■ **EXCERPTED TEXT**
After my crash, while the driver of the tanker and I were waiting for the cops to show, a dodge dart tailgating a van came through. Van driver hits the brakes, dart driver hits his brakes, loses control and slams into the median.
This entire time the woman driving the CRX was frozen at her wheel. The vehicle was driveable – as the firefighter who moved it to the far side of the road demonstrated.
Results – 1 CRX, badly damaged on the passenger side. 1 Ford Courier – totaled (never found the right front wheel). On semi-tractor with $10k of damage to the undercarriage (where he climbed over my right front). One Dodge dart – smashed on the driver side.
No injuries (!)
I ended up with a portion of the responsibility – no matter that I was 10mph under the limit, I still wasn’t driving to the conditions.
In OR if you crash because you couldn’t see well enough, you were supposed to slow down until you weren’t overdriving your vision.
This is, in some places, a ticketable offense. “Outdriving your headlights”: another variable condition of driving that people so often just don’t take into account.
i wonder if there’s a median who could be interviewed to tell the other medians what they can do to protect themselves from being hit by drivers..
As an avid median, who has medianed in Portland for decades, I have a list of rules that have kept me in one piece. First….
Yes, but was that median wearing a helmet???
And bright reflective clothing!!

■ **TO BE DONE**
In the crash account, why did the writer end up with part of the responsibility despite driving 10mph under the limit? Explain in one to three sentences. The items that follow this point aren't needed for the work here.

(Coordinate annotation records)
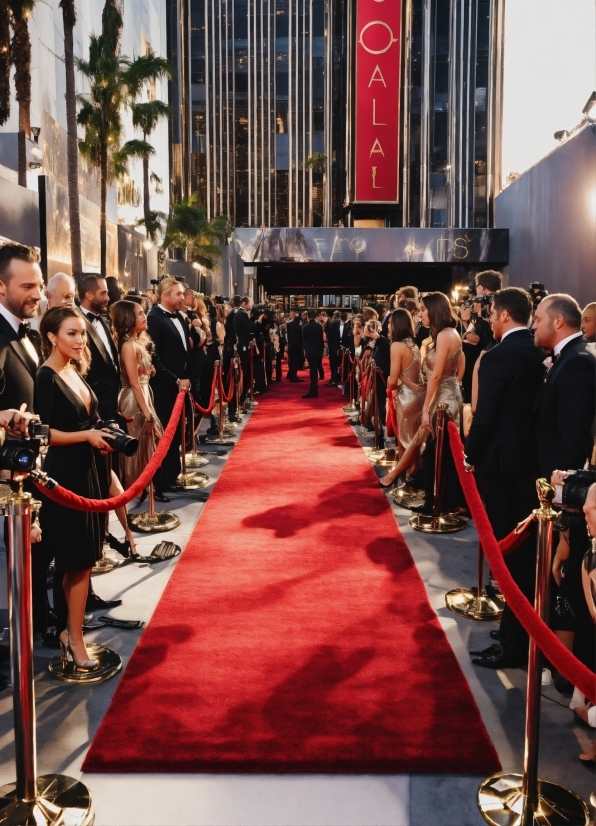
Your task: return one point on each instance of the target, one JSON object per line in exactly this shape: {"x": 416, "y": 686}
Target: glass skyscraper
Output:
{"x": 262, "y": 111}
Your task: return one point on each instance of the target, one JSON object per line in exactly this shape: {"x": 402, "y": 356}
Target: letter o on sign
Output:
{"x": 389, "y": 44}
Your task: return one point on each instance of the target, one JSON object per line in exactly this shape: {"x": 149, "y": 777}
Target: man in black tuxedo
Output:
{"x": 230, "y": 342}
{"x": 104, "y": 372}
{"x": 295, "y": 352}
{"x": 246, "y": 328}
{"x": 173, "y": 340}
{"x": 314, "y": 346}
{"x": 565, "y": 412}
{"x": 565, "y": 405}
{"x": 333, "y": 339}
{"x": 501, "y": 446}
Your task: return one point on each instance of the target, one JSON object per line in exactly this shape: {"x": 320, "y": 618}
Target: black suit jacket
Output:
{"x": 312, "y": 337}
{"x": 104, "y": 373}
{"x": 294, "y": 333}
{"x": 502, "y": 439}
{"x": 245, "y": 328}
{"x": 17, "y": 370}
{"x": 565, "y": 409}
{"x": 170, "y": 358}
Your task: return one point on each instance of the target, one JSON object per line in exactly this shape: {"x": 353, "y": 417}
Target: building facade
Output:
{"x": 267, "y": 117}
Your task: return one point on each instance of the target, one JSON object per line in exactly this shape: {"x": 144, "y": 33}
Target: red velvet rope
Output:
{"x": 211, "y": 405}
{"x": 72, "y": 500}
{"x": 563, "y": 660}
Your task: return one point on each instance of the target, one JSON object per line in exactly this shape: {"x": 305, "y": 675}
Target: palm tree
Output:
{"x": 145, "y": 116}
{"x": 21, "y": 58}
{"x": 189, "y": 228}
{"x": 69, "y": 19}
{"x": 5, "y": 61}
{"x": 115, "y": 83}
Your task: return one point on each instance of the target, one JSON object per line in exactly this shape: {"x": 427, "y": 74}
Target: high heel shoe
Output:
{"x": 87, "y": 665}
{"x": 123, "y": 548}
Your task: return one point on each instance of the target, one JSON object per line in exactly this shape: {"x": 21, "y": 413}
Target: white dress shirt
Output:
{"x": 15, "y": 323}
{"x": 101, "y": 332}
{"x": 178, "y": 325}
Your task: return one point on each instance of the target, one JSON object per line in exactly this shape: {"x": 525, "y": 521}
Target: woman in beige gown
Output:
{"x": 135, "y": 401}
{"x": 405, "y": 378}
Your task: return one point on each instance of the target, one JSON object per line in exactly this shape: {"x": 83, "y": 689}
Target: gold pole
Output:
{"x": 439, "y": 522}
{"x": 507, "y": 799}
{"x": 51, "y": 798}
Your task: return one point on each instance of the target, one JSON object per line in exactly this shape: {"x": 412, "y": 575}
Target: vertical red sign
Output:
{"x": 376, "y": 123}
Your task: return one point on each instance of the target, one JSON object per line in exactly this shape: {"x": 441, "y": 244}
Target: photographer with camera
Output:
{"x": 68, "y": 405}
{"x": 564, "y": 418}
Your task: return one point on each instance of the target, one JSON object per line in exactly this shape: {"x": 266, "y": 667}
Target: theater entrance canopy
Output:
{"x": 290, "y": 260}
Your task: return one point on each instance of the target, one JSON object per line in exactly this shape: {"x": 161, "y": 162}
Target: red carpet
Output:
{"x": 295, "y": 634}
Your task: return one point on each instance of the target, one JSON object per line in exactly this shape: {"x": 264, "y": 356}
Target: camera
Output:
{"x": 121, "y": 441}
{"x": 20, "y": 455}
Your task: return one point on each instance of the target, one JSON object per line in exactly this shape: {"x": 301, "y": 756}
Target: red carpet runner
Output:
{"x": 295, "y": 634}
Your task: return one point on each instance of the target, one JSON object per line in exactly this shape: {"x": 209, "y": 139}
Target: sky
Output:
{"x": 550, "y": 72}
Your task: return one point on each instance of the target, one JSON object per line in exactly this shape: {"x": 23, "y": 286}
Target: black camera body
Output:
{"x": 120, "y": 440}
{"x": 20, "y": 455}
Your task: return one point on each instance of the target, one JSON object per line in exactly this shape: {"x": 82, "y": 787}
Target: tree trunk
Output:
{"x": 21, "y": 52}
{"x": 103, "y": 186}
{"x": 72, "y": 149}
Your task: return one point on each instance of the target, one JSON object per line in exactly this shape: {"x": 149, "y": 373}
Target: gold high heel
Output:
{"x": 87, "y": 665}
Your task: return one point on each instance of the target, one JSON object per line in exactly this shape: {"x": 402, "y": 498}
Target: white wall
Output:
{"x": 550, "y": 72}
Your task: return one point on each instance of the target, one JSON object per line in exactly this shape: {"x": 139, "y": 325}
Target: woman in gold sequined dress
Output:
{"x": 135, "y": 401}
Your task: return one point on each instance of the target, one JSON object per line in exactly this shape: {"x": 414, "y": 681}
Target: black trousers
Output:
{"x": 314, "y": 365}
{"x": 508, "y": 500}
{"x": 294, "y": 360}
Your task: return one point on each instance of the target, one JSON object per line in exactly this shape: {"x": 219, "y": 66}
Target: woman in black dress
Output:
{"x": 69, "y": 406}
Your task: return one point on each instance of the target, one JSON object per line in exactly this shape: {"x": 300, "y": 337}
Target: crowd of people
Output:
{"x": 515, "y": 368}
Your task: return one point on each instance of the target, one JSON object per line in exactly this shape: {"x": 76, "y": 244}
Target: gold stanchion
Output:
{"x": 439, "y": 522}
{"x": 50, "y": 798}
{"x": 195, "y": 479}
{"x": 507, "y": 799}
{"x": 153, "y": 521}
{"x": 352, "y": 407}
{"x": 194, "y": 459}
{"x": 474, "y": 603}
{"x": 221, "y": 439}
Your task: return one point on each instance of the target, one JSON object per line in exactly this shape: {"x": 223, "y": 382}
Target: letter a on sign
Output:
{"x": 376, "y": 124}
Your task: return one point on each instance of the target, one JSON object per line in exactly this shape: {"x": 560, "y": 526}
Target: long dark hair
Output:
{"x": 124, "y": 319}
{"x": 401, "y": 325}
{"x": 50, "y": 323}
{"x": 440, "y": 313}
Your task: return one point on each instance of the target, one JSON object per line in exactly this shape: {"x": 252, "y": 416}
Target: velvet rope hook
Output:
{"x": 563, "y": 660}
{"x": 72, "y": 500}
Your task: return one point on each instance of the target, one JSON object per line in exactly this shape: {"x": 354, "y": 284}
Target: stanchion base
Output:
{"x": 110, "y": 664}
{"x": 153, "y": 522}
{"x": 406, "y": 497}
{"x": 501, "y": 803}
{"x": 193, "y": 480}
{"x": 193, "y": 460}
{"x": 446, "y": 523}
{"x": 465, "y": 602}
{"x": 375, "y": 455}
{"x": 60, "y": 800}
{"x": 105, "y": 565}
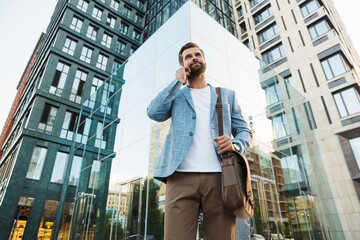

■ **PROBLEM SOLUTION**
The writer still wasn't driving to the conditions. In Oregon, a driver who crashes because visibility was too poor was supposed to slow down until no longer overdriving their vision.